Task prompt: In the listing below, copy out word for word the part that opens with the line containing "Class label: brick paver patio" and closes with the line containing "xmin=0 ymin=236 xmax=652 ymax=416", both lines included.
* Begin Data extract *
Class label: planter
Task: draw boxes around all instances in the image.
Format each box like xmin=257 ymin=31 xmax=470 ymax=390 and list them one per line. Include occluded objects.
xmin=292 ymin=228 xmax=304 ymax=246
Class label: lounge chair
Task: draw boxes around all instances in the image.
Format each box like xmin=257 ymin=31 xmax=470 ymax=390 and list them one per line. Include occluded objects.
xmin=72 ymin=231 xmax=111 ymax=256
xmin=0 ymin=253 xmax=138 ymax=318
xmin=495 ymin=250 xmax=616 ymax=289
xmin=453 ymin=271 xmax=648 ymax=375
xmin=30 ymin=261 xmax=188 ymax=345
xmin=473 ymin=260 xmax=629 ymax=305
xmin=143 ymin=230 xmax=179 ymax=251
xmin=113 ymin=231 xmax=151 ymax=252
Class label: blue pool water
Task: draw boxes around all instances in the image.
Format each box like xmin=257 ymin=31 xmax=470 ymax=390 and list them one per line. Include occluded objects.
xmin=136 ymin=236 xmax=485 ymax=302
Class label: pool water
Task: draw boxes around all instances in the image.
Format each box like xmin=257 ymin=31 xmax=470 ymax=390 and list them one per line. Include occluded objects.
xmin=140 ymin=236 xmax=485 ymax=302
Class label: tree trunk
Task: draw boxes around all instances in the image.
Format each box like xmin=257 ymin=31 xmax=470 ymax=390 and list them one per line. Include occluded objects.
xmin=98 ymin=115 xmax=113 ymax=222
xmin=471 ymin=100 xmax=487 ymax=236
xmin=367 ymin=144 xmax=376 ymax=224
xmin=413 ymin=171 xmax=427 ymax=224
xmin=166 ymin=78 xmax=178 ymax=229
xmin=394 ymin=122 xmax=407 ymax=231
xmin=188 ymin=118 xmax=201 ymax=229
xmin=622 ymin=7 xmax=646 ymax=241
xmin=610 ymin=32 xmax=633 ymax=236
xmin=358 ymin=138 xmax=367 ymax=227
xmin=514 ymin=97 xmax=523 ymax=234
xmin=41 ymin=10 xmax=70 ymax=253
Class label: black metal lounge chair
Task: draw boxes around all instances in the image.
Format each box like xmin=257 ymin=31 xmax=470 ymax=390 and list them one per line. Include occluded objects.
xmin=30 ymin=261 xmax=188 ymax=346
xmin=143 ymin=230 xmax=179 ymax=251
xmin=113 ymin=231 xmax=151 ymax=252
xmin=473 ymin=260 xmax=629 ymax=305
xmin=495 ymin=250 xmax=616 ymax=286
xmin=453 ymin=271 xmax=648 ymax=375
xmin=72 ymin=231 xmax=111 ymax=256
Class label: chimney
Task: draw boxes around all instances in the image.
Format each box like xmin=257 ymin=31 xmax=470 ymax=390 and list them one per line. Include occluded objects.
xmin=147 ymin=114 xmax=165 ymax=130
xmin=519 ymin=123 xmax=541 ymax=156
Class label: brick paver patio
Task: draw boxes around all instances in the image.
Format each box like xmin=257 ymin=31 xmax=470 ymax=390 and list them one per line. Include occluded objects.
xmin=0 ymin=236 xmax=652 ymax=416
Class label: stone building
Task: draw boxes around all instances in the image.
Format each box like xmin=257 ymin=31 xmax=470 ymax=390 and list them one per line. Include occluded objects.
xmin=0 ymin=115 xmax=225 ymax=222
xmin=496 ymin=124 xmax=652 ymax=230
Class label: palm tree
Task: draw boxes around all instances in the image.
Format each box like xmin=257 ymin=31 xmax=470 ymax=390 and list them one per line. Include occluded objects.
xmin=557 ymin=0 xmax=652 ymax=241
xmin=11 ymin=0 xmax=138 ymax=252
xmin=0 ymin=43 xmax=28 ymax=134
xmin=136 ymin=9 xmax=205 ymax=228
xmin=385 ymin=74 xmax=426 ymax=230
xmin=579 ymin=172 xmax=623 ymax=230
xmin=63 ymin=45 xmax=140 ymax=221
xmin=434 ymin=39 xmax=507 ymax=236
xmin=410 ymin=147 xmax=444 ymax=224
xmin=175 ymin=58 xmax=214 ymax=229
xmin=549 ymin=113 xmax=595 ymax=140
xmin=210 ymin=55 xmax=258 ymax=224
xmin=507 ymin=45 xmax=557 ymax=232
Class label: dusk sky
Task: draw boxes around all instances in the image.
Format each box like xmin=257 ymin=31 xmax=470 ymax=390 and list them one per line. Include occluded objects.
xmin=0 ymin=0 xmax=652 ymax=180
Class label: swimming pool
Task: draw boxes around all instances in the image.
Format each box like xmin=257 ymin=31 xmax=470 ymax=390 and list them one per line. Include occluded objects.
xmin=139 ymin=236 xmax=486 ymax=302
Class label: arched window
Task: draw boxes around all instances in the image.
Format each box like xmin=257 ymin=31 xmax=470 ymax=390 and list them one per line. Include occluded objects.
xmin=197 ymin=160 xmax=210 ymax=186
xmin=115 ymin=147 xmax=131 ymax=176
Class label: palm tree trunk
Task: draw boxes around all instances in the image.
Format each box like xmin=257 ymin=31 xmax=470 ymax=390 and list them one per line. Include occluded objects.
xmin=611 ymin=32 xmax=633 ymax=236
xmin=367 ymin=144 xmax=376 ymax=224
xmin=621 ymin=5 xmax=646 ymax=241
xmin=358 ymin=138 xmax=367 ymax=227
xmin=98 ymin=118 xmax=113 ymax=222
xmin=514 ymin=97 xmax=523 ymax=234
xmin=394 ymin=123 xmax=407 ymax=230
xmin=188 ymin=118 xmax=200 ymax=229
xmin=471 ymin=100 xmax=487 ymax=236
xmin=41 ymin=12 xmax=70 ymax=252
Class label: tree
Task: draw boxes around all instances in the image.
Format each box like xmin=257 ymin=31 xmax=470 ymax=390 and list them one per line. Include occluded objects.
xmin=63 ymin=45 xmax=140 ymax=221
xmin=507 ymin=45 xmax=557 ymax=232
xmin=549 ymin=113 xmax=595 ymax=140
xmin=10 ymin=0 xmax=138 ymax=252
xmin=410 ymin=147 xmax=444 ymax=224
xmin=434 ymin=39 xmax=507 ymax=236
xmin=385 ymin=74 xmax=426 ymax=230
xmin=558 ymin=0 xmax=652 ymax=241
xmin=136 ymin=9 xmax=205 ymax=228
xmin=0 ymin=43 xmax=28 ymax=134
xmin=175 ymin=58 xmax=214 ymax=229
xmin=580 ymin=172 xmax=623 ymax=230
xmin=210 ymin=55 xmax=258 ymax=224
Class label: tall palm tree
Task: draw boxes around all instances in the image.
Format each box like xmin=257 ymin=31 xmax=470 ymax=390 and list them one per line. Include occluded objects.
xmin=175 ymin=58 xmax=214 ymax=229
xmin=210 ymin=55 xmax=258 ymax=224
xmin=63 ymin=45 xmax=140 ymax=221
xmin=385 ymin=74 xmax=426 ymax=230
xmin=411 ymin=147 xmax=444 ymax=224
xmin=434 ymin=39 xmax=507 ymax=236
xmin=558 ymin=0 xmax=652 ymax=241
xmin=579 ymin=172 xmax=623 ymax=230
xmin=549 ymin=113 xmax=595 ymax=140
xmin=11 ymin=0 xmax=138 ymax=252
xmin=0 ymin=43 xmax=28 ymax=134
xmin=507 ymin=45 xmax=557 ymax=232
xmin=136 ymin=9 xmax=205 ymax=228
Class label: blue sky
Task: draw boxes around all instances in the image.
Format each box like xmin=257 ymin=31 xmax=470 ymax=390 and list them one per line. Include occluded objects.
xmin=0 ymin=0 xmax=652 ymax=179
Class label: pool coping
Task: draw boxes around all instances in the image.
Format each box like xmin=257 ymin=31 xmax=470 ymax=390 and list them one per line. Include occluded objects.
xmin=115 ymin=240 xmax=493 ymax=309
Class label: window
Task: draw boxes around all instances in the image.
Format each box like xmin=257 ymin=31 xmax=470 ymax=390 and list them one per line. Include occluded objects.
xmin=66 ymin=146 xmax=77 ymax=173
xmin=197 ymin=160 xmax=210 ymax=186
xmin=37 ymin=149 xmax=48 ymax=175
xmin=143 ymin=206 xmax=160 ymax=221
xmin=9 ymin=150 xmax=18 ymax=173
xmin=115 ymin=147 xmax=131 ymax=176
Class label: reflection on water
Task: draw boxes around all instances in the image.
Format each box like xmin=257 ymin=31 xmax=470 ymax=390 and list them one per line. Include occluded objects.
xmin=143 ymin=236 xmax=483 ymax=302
* End Data extract *
Solution to this problem:
Class label: brick paver patio
Task: draw boxes around all instances in the image.
Format each box like xmin=257 ymin=31 xmax=470 ymax=390 and list them one per line. Include occluded objects.
xmin=0 ymin=236 xmax=652 ymax=416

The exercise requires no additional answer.